§ **To do**
Rewrite the lines from the line with "Task: a point for each instance of the purple" to the line with "pixel 13 15", substituting "Object" for "Target" and leaving all else unchanged.
>> start Input
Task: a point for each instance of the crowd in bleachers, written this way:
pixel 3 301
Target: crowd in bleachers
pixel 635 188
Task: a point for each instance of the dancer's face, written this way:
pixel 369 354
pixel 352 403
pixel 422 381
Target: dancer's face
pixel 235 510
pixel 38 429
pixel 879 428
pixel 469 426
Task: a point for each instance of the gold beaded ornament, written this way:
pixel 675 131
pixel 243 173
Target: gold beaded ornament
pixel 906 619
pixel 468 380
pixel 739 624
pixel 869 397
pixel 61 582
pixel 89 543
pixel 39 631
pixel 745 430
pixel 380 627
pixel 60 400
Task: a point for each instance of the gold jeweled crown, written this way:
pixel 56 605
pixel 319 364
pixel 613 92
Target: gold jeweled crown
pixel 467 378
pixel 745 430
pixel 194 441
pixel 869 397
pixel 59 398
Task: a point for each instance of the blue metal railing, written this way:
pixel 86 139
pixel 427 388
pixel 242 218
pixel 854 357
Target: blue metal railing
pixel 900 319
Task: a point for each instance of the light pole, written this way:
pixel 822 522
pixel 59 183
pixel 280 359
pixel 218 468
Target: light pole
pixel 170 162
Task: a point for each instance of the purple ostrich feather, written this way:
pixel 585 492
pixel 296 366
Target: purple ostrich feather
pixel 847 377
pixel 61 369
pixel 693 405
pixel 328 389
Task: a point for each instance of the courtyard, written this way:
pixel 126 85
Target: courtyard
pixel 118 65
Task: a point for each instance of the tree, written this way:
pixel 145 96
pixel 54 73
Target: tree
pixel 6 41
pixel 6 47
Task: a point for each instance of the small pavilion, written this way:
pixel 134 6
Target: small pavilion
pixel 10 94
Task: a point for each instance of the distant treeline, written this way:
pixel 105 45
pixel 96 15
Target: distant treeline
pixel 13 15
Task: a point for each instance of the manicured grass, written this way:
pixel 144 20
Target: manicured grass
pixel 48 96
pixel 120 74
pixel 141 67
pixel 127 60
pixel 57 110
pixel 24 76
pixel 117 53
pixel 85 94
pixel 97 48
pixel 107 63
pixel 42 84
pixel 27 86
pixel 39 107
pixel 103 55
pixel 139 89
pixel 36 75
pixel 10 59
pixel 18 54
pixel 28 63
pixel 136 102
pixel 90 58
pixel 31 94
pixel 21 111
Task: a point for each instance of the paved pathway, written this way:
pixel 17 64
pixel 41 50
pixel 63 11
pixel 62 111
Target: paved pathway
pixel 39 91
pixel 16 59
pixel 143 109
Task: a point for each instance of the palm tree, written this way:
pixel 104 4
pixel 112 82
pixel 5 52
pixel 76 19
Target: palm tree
>> end Input
§ **Written response**
Task: a point for each instance of the purple ostrich feather, written this way:
pixel 585 492
pixel 296 366
Object: purple ostrich feather
pixel 847 377
pixel 61 369
pixel 693 405
pixel 328 389
Task: a point for each instance of the courtyard, written this way:
pixel 126 85
Object: courtyard
pixel 118 65
Task: a point for each instance of the tree, written this way:
pixel 145 96
pixel 54 73
Object: tree
pixel 6 41
pixel 6 47
Task: a point for each instance of the small pavilion, written this way:
pixel 134 6
Object: small pavilion
pixel 10 94
Task: a point for each instance of the distant treeline, written this way:
pixel 105 45
pixel 96 15
Object: distant treeline
pixel 13 15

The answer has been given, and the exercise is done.